◆ Material for this task
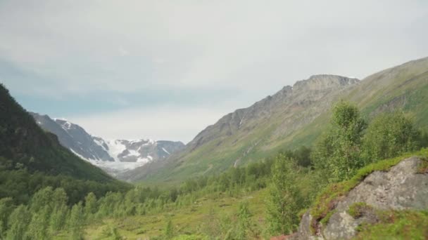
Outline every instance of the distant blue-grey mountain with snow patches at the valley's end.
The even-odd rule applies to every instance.
[[[45,131],[58,136],[61,145],[113,175],[165,159],[184,147],[182,142],[172,141],[103,140],[65,119],[51,119],[34,112],[30,114]]]

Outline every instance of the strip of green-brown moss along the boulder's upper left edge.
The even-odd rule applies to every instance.
[[[400,161],[410,156],[428,156],[428,149],[425,148],[420,152],[408,153],[393,159],[378,161],[361,168],[350,180],[329,185],[320,195],[317,196],[315,204],[313,204],[313,207],[310,209],[310,215],[313,216],[310,228],[312,229],[313,234],[315,234],[318,228],[318,223],[336,207],[336,203],[344,198],[351,189],[363,181],[367,175],[370,175],[370,173],[374,171],[389,171],[391,167],[396,166]]]

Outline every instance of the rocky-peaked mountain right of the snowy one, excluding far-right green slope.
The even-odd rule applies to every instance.
[[[225,171],[257,161],[276,151],[279,142],[329,109],[337,96],[359,84],[358,79],[315,75],[285,86],[244,109],[223,116],[201,131],[185,149],[162,164],[149,164],[120,177],[127,180],[168,180]]]

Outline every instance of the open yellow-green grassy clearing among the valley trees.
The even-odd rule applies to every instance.
[[[264,201],[266,197],[267,190],[263,189],[239,198],[220,196],[218,199],[208,199],[203,197],[197,199],[191,206],[171,208],[160,213],[120,219],[108,218],[87,226],[85,239],[111,239],[111,236],[106,234],[106,232],[112,231],[111,226],[115,226],[115,232],[126,239],[153,238],[163,234],[168,219],[174,226],[177,239],[204,239],[204,233],[220,231],[217,228],[222,221],[225,221],[225,218],[232,220],[232,224],[229,225],[232,227],[238,206],[243,201],[248,202],[252,213],[252,227],[262,229],[265,225]],[[190,233],[196,235],[190,235]],[[66,234],[60,234],[55,239],[66,239]]]

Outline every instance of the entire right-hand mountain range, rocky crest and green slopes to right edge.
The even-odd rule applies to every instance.
[[[225,171],[232,166],[313,142],[328,126],[336,100],[355,102],[370,118],[377,112],[401,109],[428,128],[428,58],[386,69],[359,81],[315,75],[285,86],[251,107],[237,109],[201,131],[183,151],[167,161],[147,164],[120,178],[175,181]]]

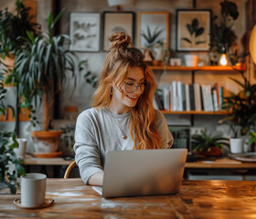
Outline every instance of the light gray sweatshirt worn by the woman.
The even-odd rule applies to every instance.
[[[80,177],[85,184],[91,175],[103,171],[107,151],[133,150],[128,125],[130,117],[131,112],[115,114],[107,109],[95,108],[80,113],[76,123],[74,151]],[[173,136],[159,110],[156,110],[156,120],[161,135],[161,147],[170,148],[173,145]],[[127,139],[123,139],[123,133]]]

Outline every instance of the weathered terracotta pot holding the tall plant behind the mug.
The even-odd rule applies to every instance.
[[[31,137],[36,152],[56,152],[59,147],[61,130],[34,130],[31,131]]]

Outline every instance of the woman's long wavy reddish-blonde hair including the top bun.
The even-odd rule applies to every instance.
[[[161,140],[156,125],[156,112],[153,107],[153,99],[156,89],[153,72],[147,67],[143,60],[143,53],[133,47],[130,36],[123,32],[110,36],[111,47],[107,51],[104,66],[98,88],[92,99],[92,107],[108,107],[112,99],[112,81],[117,81],[116,86],[124,92],[121,87],[127,76],[128,70],[133,67],[144,70],[144,78],[147,86],[133,107],[129,121],[130,132],[133,139],[133,150],[159,149]]]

◆ What to work on
Copy the records exactly. Skip the images.

◆ Task output
Outline every instance of the distant blue-grey mountain with snow patches at the valley's end.
The even-odd rule applies to every instance.
[[[45,131],[58,136],[61,145],[113,175],[165,159],[184,147],[182,142],[172,141],[103,140],[65,119],[51,119],[34,112],[30,114]]]

Outline every instance of the strip of green-brown moss along the boulder's upper left edge.
The even-odd rule applies to every instance.
[[[400,161],[410,156],[428,156],[428,149],[425,148],[420,152],[408,153],[393,159],[378,161],[361,168],[350,180],[329,185],[320,195],[317,196],[315,204],[313,204],[313,207],[310,209],[310,215],[313,216],[310,228],[312,229],[313,234],[315,234],[318,228],[318,223],[336,207],[336,203],[344,198],[351,189],[363,181],[367,175],[370,175],[370,173],[374,171],[389,171],[391,167],[396,166]]]

Outline every instance of the rocky-peaked mountain right of the snowy one, excluding far-right green slope.
The even-odd rule applies to every instance.
[[[225,171],[257,161],[276,151],[279,142],[329,109],[337,96],[359,84],[358,79],[315,75],[285,86],[244,109],[223,116],[201,131],[185,149],[162,164],[149,164],[120,177],[127,180],[168,180]]]

Outline every instance of the open yellow-green grassy clearing among the valley trees.
The even-odd rule applies to every instance.
[[[264,201],[266,197],[267,190],[263,189],[239,198],[220,196],[218,199],[208,199],[203,197],[197,199],[191,206],[171,208],[160,213],[120,219],[108,218],[87,226],[85,239],[111,239],[111,236],[106,234],[106,232],[112,231],[111,226],[115,226],[115,232],[126,239],[153,238],[163,234],[168,219],[174,226],[177,239],[204,239],[204,233],[220,231],[217,228],[222,221],[225,221],[225,218],[232,220],[232,224],[229,225],[232,227],[238,206],[243,201],[248,202],[252,213],[252,227],[262,229],[265,225]],[[190,233],[196,235],[190,235]],[[66,234],[60,234],[55,239],[66,239]]]

Outline every instance of the entire right-hand mountain range, rocky crest and green slopes to right edge.
The even-odd rule applies to every instance.
[[[225,171],[232,166],[313,142],[328,126],[336,100],[355,102],[370,118],[377,112],[401,109],[428,128],[428,58],[386,69],[359,81],[315,75],[285,86],[251,107],[237,109],[201,131],[183,151],[167,161],[147,164],[120,178],[175,181]]]

Outline every instance of the light gray sweatshirt worn by the woman.
The even-odd rule applies to every instance.
[[[80,177],[85,184],[91,175],[103,171],[107,151],[133,150],[128,125],[130,117],[131,112],[115,114],[107,109],[95,108],[80,113],[76,123],[74,151]],[[173,136],[159,110],[156,110],[156,120],[161,135],[161,147],[170,148],[173,145]],[[127,139],[123,139],[123,133]]]

Outline every instance of the weathered terracotta pot holding the tall plant behind the mug.
The even-odd rule applies to every instance.
[[[31,137],[36,152],[56,152],[59,147],[61,130],[34,130],[31,131]]]

Outline every instance of the woman's long wavy reddish-blonde hair including the top bun.
The even-odd rule applies to every instance.
[[[161,140],[156,125],[156,112],[153,107],[153,99],[156,89],[153,72],[147,67],[143,60],[143,53],[133,47],[130,36],[123,32],[110,36],[111,47],[107,51],[104,66],[98,88],[92,99],[92,107],[108,107],[112,99],[112,81],[117,81],[116,86],[124,92],[121,87],[127,76],[128,70],[133,67],[144,70],[144,78],[147,86],[133,107],[129,121],[130,132],[133,139],[133,150],[159,149]]]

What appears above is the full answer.